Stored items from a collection
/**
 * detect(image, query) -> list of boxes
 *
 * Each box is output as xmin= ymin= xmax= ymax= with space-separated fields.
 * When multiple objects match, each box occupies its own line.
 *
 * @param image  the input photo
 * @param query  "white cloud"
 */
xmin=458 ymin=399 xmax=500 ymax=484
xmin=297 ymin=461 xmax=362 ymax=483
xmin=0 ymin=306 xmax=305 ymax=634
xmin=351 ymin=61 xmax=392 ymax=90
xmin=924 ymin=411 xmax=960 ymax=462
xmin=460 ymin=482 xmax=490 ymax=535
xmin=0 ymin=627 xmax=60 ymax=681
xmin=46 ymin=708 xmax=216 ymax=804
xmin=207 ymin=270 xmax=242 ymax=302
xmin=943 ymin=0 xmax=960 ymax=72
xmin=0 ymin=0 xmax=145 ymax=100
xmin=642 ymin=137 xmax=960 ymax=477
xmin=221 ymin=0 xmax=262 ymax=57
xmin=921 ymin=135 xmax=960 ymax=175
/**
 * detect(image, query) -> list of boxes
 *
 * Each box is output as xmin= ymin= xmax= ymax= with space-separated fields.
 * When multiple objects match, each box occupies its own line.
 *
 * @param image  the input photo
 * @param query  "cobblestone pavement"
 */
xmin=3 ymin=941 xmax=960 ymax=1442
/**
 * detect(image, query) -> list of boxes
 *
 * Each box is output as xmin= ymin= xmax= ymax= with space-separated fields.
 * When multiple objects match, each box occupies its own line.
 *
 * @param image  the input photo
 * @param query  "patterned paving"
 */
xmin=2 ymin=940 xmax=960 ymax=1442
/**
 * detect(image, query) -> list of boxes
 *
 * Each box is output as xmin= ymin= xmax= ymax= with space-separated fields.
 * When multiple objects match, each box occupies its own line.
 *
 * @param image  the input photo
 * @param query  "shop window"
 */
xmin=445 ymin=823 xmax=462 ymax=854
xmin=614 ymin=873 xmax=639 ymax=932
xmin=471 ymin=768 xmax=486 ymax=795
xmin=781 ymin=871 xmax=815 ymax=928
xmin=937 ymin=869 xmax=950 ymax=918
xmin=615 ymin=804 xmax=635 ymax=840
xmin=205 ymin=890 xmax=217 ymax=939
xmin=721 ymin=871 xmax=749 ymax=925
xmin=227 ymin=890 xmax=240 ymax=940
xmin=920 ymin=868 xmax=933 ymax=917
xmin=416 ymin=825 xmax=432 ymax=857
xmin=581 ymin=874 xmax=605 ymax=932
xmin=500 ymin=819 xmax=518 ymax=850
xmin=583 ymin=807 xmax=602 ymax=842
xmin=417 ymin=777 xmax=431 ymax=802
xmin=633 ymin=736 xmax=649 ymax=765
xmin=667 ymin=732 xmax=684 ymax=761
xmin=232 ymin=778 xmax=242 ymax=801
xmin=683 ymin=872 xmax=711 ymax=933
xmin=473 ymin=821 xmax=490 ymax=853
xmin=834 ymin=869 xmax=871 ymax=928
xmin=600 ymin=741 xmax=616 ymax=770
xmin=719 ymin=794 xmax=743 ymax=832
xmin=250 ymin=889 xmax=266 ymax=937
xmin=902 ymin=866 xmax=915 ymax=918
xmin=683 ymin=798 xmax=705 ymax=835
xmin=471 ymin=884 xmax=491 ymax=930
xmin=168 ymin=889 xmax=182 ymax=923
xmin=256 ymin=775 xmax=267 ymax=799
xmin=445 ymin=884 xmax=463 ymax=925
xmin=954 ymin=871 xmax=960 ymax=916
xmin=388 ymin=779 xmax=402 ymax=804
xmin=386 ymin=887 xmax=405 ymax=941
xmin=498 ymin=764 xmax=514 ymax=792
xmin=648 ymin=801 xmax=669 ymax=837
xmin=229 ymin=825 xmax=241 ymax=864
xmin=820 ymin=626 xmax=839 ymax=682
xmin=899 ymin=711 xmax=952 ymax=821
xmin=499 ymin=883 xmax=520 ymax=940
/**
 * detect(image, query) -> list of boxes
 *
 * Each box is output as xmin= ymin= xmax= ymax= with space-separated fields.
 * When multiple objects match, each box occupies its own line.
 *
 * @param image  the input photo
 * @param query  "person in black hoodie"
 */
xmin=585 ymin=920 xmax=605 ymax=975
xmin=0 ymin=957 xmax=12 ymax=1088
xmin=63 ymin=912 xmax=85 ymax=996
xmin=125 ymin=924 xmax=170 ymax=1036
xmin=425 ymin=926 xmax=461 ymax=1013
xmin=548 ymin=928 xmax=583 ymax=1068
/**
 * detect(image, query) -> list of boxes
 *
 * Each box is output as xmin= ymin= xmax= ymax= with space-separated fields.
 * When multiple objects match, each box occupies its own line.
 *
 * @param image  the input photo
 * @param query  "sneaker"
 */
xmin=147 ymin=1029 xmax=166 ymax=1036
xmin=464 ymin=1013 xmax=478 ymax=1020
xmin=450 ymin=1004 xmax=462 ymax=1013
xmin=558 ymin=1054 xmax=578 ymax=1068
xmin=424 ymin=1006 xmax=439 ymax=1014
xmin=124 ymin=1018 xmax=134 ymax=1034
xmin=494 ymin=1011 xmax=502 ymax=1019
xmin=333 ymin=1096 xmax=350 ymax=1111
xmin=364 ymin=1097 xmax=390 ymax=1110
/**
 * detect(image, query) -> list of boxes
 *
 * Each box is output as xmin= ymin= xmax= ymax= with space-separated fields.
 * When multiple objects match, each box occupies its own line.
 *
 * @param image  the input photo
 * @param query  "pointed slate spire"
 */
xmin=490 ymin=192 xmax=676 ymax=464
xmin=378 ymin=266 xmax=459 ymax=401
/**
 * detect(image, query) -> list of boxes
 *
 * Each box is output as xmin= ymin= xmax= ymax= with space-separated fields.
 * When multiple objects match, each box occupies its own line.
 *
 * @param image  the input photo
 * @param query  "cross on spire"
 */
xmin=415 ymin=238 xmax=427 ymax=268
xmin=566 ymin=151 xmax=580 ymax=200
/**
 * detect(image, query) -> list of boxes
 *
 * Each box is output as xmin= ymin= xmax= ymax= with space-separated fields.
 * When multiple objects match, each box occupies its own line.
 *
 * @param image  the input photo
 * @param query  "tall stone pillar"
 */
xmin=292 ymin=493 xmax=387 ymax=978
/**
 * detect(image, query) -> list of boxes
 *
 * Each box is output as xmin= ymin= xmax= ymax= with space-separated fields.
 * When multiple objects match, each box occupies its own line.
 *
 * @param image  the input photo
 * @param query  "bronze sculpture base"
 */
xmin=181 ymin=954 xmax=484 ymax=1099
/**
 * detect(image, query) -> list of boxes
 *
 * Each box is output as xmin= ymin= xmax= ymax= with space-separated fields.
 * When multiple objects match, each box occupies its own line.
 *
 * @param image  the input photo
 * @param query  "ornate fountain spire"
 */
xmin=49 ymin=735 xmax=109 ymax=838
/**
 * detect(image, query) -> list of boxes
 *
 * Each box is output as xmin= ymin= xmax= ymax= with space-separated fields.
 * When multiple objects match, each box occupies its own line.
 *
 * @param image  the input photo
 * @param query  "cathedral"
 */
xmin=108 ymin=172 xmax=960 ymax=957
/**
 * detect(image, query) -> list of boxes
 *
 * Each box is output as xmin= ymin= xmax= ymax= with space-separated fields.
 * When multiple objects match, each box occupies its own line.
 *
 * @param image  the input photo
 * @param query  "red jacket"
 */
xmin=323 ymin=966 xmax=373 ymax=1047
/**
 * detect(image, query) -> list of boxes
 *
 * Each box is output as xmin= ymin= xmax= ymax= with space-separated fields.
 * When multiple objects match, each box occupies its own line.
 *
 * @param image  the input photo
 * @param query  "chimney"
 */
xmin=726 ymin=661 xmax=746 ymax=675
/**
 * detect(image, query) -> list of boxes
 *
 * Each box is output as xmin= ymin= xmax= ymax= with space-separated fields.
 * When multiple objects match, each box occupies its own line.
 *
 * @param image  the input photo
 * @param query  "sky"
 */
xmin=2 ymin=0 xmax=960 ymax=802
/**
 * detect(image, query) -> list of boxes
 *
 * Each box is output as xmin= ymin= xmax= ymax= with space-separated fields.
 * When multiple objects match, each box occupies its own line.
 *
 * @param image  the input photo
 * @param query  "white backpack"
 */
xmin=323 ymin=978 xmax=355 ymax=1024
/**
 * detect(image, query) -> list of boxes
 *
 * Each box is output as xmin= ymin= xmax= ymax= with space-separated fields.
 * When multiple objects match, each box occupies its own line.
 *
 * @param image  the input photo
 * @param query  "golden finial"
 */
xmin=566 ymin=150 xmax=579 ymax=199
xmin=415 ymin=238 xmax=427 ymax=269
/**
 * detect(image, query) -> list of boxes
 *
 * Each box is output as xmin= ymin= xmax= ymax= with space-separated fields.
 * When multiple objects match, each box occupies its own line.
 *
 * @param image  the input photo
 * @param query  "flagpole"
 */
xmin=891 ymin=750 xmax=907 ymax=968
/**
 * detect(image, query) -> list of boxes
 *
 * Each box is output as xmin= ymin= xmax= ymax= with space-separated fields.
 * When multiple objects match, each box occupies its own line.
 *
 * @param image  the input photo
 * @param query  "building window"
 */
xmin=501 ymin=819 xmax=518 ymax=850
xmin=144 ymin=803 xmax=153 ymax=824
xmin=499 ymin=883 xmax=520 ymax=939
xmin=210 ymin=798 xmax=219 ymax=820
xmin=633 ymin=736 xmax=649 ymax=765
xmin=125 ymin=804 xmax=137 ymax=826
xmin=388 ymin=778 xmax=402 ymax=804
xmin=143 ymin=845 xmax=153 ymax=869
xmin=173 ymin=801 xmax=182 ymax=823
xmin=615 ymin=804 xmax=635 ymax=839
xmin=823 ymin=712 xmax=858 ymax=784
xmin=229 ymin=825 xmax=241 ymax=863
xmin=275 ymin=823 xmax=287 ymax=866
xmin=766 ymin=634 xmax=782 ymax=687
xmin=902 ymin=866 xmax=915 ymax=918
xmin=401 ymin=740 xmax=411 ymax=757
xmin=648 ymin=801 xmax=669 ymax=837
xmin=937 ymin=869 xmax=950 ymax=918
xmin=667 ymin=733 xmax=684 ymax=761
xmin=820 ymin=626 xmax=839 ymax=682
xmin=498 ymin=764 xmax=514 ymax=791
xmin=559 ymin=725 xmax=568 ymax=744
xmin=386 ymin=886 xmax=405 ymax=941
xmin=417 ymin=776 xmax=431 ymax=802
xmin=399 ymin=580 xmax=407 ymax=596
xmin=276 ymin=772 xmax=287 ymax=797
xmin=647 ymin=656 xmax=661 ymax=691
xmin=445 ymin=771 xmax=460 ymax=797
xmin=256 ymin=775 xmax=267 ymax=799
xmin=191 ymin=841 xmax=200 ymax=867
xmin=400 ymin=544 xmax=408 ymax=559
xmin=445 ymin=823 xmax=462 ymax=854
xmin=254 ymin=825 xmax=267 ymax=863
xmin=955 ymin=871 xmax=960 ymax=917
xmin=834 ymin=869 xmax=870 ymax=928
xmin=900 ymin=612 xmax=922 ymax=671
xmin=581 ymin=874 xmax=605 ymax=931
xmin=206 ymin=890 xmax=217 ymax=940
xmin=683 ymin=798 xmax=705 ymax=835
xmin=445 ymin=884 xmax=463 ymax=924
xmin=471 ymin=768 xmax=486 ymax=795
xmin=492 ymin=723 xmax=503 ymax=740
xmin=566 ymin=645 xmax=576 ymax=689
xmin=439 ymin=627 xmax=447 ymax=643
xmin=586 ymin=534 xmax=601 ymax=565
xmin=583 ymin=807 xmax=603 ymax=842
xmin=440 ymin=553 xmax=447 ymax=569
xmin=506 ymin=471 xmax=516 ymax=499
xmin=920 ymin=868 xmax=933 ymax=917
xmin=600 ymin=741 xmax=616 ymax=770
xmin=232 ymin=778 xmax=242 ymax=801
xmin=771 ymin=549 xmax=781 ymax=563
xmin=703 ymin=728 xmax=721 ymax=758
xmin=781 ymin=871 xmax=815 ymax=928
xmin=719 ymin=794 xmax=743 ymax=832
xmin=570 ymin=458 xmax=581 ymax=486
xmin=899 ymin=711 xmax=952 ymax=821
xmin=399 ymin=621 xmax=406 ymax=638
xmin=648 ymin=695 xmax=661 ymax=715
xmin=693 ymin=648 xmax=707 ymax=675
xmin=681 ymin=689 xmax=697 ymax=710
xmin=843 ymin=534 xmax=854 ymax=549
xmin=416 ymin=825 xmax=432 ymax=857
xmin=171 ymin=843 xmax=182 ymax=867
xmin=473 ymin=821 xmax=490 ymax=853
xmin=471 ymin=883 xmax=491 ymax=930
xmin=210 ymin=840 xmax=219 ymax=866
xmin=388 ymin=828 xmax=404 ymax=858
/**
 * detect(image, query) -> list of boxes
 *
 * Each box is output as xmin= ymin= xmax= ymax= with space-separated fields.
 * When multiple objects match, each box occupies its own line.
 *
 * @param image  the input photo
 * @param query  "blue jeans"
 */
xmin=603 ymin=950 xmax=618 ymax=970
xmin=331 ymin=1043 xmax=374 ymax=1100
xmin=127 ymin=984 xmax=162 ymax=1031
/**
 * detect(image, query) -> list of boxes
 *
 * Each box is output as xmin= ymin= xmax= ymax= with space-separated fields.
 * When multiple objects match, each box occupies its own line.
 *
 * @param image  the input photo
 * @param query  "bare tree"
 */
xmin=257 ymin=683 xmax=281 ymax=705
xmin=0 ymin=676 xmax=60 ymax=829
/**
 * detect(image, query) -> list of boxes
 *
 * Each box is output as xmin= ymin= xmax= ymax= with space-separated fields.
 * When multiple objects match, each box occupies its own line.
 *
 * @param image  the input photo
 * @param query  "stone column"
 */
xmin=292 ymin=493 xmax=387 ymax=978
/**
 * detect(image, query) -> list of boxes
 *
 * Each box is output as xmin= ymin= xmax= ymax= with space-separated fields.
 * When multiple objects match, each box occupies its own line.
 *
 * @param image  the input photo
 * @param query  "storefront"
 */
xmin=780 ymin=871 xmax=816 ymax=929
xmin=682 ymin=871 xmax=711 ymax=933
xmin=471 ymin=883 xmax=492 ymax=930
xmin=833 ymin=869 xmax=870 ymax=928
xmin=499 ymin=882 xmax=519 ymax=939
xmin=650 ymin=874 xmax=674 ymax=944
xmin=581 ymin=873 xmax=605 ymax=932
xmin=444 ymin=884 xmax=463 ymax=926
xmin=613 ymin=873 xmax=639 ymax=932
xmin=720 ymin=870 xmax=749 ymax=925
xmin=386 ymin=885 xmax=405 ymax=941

### [What to work on]
Each line in the records that carries "white" must be copied out.

### [Answer to the exercise]
 * @param query  "white cloud"
 * @param query  "white backpack"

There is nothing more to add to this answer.